Figure 1.6 Room-temperature strain rate sensitivity of electrodeposited Ni with a different grain size.

1.3 Wear Properties

As in the case of tensile properties, wear behavior in metals is influenced by grain size [14]. The normal indentation test represents a limited application in predicting the tribological response. On the other hand, the scratch test, in which a hard indenter is slid across the surface of the material, is a tool for testing materials under conditions of controlled abrasive wear [15]. Frictional sliding or scratch testing is an alternative technique to characterize the hardness and response of materials in contact with hard indenters. During frictional sliding under conditions where the tip apex angle is sufficiently large to prevent the onset of discontinuous plasticity, a steady-state regime is reached after applying a constant normal force over a sufficient distance.

The characteristics of the residual scratch profile in this steady-state regime can be used to document the resistance and properties of the materials. From the scratch tests, it can be underlined that, with decreasing grain size, the material shows a significant increase in the friction coefficient (Table 1.2). Such a behavior becomes more evident by increasing the applied load and the penetration depth due to the different strain hardening of the material, which increases with decreasing mean grain size. In scratch tests, the normalized hardness and the normalized pile-up height are sufficient to determine the plastic strain hardening exponent and the initial yield strength. The friction coefficient decreases with increasing yield strength and strain hardening; however, the yield strength, due to grain refinement, appears more effective in improving the wear properties of the materials.

Table 1.2 Variation of friction coefficient with scratch load and penetration depth for electrodeposited nickel

1.4 Fatigue Properties

The fatigue properties of materials are strongly governed by the grain size variation. Many experimental evidences can be presented both in the ultrafine and in the NC regime [16–18]. The first evidence can be underlined from the S–N curves of materials (Figure 1.7). In general, grain refinement via ECAP leads to an increase in fatigue properties in stress-controlled tests. The main damage mechanism has been recognized in the early strain localization and microcrack formation for the ECAP materials. In general, a strong decrease in fatigue properties was shown for SPD materials in the LCF regime of intermediate-to-high plastic strain amplitudes. On the contrary, in the HCF regime of intermediate-to-low plastic strain amplitudes, it results in high enhancement of the fatigue resistance for materials with grain refinement. In addition, it was observed that an annealing treatment, subsequent to the ECAP process, lead to enhancement of the LCF properties due to the increase in ductility. Such a behavior is obtained by partially recovering the grain boundary region that has been heavily distorted during processing. Pure UFG Ti, Al, and Ni show a decrease in ΔK threshold and an increase in crack propagation rate. On the contrary, pure Cu revealed higher susceptibility to crack initiation and a faster crack growth rate. Such a behavior is due to the different crack path related to the ductility variation after SPD demonstrated by the strain-controlled fatigue tests. For electrodeposited NC and UFG Ni, it was observed that the fatigue behavior of the materials is highly strain dependent. Even if grain refinement leads to an increase in the number of cycles to failure at the same stress levels investigated, the results for very close microstructures (20 and 40 nm) resulted in a strong function of the ductility (very high stresses).

______________________________

* **Set task A**: List each line of the listing below that contains the word "branch", treating uppercase and lowercase as different.

______________________________

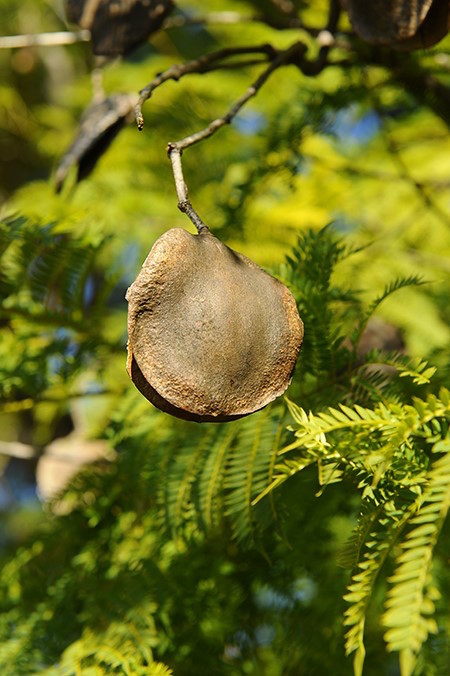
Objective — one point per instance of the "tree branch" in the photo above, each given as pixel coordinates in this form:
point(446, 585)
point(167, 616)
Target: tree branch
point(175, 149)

______________________________

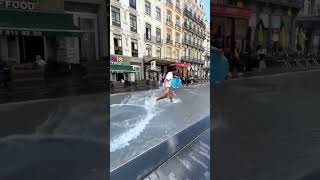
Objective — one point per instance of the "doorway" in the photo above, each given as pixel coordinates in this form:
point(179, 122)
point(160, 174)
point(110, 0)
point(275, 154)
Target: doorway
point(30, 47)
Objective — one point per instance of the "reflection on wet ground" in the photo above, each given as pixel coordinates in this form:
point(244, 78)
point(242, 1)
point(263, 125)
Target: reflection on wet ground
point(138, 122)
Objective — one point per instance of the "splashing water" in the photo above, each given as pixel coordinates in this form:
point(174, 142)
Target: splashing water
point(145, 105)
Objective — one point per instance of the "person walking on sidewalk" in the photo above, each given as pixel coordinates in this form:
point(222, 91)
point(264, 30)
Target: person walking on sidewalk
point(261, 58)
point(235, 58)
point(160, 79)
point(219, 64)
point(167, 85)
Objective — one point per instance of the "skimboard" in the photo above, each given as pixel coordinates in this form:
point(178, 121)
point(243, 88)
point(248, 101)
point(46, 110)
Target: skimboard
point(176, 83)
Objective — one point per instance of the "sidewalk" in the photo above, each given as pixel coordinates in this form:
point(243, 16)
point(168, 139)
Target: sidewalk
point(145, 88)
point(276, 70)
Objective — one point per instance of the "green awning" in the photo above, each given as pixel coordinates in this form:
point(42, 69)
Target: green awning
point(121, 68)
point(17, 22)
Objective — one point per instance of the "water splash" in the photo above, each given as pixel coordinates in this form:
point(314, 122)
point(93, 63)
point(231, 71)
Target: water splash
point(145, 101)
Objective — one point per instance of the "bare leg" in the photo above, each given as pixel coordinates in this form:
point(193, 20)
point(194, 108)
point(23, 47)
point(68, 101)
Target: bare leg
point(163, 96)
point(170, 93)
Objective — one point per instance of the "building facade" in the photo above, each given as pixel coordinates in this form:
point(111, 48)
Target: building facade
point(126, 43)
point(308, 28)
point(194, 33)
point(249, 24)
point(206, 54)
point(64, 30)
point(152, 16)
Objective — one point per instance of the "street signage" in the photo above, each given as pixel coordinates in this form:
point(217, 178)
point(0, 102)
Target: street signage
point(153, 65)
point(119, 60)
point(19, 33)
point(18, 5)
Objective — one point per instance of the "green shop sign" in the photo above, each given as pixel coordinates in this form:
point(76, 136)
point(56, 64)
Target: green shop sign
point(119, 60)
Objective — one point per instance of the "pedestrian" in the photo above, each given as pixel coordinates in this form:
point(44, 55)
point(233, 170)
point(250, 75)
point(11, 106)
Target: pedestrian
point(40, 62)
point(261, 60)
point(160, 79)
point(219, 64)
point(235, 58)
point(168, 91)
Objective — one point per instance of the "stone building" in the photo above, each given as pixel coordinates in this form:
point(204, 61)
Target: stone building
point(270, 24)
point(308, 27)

______________________________

* **Set task B**: Print the passage from the excerpt above on grain size and material properties, starting with "1.3 Wear Properties" and going on through "a sufficient distance.".

* **Written reply A**:
Objective — one point per instance of the "tree branch" in the photo above, each given as pixel coordinates in this form:
Target: tree branch

* **Written reply B**:
1.3 Wear Properties

As in the case of tensile properties, wear behavior in metals is influenced by grain size [14]. The normal indentation test represents a limited application in predicting the tribological response. On the other hand, the scratch test, in which a hard indenter is slid across the surface of the material, is a tool for testing materials under conditions of controlled abrasive wear [15]. Frictional sliding or scratch testing is an alternative technique to characterize the hardness and response of materials in contact with hard indenters. During frictional sliding under conditions where the tip apex angle is sufficiently large to prevent the onset of discontinuous plasticity, a steady-state regime is reached after applying a constant normal force over a sufficient distance.